__PASSAGE TO READ__:
[Start]

I also made two sleeves. I had to split the sleeves on the bottom, otherwise I couldn't get the top to connect with the shoulder pieces - it was too tight.

This was just so hard that I ended up not finishing until halfway through the day on Sunday at Dragon*Con!

So here's what I ended up doing: the sleeves are attached until about three inches below the top, then the top was spread out and woven into the shoulder pieces. This meant that the maile was essentially a teeny tiny shirt.

This was too hard to get over my head, so I had to split it down the front and then weave myself in. (The accompanying picture reflects that - it was a rush job, and since most of that is covered by either the collar or the corset anyway, I figured it didn't matter.)

I know that in the future I will have to add more rings to the front of the shirt. The front was smaller than the back (probably because my chest takes up more room than my back) and was pulling my shoulders forward, causing me to be in excruciating pain after an hour or so. (Once the maile was off, the pain was gone, with no lingering effects.)

I am actually going to remake all of the chain maile with smaller rings, now that I'm proficient at it. I will also make it so that it either weaves up the back or attaches with some kind of silver thread. That is a project for the future, though! Gotta still figure out how to fix those collars, too!

Here is the chain maile top:

And here is Matt sitting amongst all the different pieces of the chain maile we were working with to try to make the top!

Monday, September 6, 2010


Matt totally made the quiver all on his own. Well, I did a little bit, but he did the most work. I think this is THE most phenomenal part of the costume!

[End]

__Object detection data__:
[Start]

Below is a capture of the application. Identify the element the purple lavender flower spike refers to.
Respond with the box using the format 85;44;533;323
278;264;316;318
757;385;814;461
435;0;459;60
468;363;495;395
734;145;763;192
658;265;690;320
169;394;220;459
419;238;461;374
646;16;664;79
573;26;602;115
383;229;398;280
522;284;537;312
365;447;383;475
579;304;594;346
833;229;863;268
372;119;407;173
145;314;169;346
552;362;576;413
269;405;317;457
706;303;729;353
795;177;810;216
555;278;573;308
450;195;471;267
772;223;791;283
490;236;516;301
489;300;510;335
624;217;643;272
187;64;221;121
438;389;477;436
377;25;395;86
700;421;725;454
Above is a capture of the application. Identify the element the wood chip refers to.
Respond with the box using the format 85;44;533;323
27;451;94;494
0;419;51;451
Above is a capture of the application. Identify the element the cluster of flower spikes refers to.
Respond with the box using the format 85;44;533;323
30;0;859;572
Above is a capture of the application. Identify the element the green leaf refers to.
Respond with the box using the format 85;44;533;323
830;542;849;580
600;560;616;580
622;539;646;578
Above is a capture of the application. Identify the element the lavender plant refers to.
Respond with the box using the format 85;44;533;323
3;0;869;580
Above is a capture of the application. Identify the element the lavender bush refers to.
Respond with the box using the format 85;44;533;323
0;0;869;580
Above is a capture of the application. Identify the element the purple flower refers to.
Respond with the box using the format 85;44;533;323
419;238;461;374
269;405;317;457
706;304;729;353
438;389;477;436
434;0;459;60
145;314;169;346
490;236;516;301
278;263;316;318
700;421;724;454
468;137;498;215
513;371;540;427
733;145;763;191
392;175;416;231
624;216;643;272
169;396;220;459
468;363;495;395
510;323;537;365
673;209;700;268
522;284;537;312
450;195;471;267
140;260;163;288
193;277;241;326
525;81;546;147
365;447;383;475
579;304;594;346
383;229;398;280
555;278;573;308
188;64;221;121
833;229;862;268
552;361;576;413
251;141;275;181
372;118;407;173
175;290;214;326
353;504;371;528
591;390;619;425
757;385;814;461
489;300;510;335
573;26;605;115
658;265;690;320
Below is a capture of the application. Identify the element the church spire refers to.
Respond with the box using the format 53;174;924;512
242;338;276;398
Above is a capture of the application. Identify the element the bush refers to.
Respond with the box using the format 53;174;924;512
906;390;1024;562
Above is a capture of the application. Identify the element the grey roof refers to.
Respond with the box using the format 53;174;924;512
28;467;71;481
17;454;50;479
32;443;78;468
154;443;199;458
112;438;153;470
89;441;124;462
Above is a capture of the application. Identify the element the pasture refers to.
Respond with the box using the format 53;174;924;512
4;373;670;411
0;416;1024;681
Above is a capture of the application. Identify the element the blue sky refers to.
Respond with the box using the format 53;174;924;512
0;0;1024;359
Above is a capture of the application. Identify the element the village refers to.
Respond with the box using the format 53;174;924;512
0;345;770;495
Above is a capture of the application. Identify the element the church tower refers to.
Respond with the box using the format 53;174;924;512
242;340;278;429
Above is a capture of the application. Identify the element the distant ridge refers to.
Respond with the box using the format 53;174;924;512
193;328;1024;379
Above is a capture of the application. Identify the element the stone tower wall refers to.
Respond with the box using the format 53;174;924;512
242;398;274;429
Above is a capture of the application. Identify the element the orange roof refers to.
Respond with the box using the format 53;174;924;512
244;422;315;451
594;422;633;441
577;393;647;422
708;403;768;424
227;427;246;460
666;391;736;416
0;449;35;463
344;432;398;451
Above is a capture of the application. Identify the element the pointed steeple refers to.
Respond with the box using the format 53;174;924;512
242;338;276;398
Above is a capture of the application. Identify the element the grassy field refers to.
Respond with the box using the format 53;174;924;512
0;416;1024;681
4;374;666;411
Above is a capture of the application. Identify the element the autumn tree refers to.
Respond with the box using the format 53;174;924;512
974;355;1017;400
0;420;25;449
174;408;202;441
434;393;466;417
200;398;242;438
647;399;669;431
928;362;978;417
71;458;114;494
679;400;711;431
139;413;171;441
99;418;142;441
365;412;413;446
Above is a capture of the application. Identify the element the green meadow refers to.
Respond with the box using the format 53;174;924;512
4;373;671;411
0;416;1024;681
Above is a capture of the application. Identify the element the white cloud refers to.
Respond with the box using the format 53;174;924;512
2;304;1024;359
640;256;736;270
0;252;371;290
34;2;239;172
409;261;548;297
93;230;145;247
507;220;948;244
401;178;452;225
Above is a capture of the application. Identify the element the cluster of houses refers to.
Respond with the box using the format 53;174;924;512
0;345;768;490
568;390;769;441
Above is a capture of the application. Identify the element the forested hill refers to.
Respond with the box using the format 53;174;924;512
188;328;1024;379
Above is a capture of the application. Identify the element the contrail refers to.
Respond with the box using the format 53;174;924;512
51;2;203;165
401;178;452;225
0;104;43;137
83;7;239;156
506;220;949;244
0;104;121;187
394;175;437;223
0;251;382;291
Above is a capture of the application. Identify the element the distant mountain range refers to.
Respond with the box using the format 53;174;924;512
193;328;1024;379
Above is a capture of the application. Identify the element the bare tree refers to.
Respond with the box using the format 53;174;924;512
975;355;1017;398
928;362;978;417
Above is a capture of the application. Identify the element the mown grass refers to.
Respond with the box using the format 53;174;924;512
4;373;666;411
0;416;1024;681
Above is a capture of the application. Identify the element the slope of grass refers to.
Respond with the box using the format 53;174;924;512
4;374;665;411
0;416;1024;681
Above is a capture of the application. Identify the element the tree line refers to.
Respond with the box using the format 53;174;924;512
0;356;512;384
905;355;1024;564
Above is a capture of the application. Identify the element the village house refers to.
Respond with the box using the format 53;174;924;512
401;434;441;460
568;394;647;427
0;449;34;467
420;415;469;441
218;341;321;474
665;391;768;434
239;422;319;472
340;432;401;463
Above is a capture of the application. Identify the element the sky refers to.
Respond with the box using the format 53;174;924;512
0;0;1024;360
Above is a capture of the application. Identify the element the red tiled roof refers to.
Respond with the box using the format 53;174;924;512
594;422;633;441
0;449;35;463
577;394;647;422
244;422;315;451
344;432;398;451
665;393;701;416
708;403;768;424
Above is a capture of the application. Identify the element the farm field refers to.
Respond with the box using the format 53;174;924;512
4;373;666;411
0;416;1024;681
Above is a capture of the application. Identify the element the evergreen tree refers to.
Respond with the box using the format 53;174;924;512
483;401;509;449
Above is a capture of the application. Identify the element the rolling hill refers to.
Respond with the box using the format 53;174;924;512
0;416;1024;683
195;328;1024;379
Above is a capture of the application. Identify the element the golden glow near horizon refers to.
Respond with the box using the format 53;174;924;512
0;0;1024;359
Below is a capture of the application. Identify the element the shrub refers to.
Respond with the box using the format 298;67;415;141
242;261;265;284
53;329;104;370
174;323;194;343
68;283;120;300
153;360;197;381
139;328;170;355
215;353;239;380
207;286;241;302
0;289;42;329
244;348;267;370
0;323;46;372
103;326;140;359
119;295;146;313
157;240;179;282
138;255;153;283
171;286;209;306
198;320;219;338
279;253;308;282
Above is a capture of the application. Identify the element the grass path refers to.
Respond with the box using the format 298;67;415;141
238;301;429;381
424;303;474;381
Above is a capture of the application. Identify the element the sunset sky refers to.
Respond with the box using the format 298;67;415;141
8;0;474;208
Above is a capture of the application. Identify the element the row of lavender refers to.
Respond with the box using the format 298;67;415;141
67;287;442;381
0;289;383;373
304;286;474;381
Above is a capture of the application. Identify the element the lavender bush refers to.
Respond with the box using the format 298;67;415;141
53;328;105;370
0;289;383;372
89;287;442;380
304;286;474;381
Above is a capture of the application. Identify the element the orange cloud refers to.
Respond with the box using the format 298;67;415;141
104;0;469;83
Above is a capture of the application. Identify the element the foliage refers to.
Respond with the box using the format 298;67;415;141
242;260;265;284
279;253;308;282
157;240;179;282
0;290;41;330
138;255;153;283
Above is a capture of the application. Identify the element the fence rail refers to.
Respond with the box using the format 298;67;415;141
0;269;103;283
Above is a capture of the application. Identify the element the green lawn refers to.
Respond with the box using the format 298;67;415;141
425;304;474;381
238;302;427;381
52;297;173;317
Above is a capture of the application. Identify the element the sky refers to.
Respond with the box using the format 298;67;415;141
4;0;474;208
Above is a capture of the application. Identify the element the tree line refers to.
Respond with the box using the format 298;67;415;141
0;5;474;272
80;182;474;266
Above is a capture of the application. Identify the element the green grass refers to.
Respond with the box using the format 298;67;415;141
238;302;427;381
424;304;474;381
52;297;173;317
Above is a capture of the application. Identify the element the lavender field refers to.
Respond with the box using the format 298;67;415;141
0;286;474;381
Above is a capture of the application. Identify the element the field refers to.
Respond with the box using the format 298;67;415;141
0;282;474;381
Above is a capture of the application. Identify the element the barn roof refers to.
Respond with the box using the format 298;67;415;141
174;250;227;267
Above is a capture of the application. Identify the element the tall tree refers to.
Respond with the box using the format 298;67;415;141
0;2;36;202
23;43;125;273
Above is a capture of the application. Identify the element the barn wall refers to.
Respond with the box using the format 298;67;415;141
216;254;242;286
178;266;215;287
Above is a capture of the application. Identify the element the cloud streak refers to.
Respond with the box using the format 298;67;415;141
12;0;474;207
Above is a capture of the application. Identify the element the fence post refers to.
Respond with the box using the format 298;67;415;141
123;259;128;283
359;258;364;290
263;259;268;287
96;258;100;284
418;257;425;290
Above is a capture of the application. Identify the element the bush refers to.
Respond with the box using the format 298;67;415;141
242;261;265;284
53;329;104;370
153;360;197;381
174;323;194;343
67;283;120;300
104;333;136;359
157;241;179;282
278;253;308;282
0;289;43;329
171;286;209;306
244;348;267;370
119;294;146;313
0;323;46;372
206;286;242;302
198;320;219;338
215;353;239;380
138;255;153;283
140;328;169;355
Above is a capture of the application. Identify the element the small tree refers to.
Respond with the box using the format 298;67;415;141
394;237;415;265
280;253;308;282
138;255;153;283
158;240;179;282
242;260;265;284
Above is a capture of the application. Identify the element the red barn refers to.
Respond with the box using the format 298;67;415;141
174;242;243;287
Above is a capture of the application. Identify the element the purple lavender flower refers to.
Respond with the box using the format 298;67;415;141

[End]

__BRIEF__: Reproduce the chain maile text word for word, starting with "Matt totally made" and going on through "of the costume!".

__CORRECT ANSWER__:
Matt totally made the quiver all on his own. Well, I did a little bit, but he did the most work. I think this is THE most phenomenal part of the costume!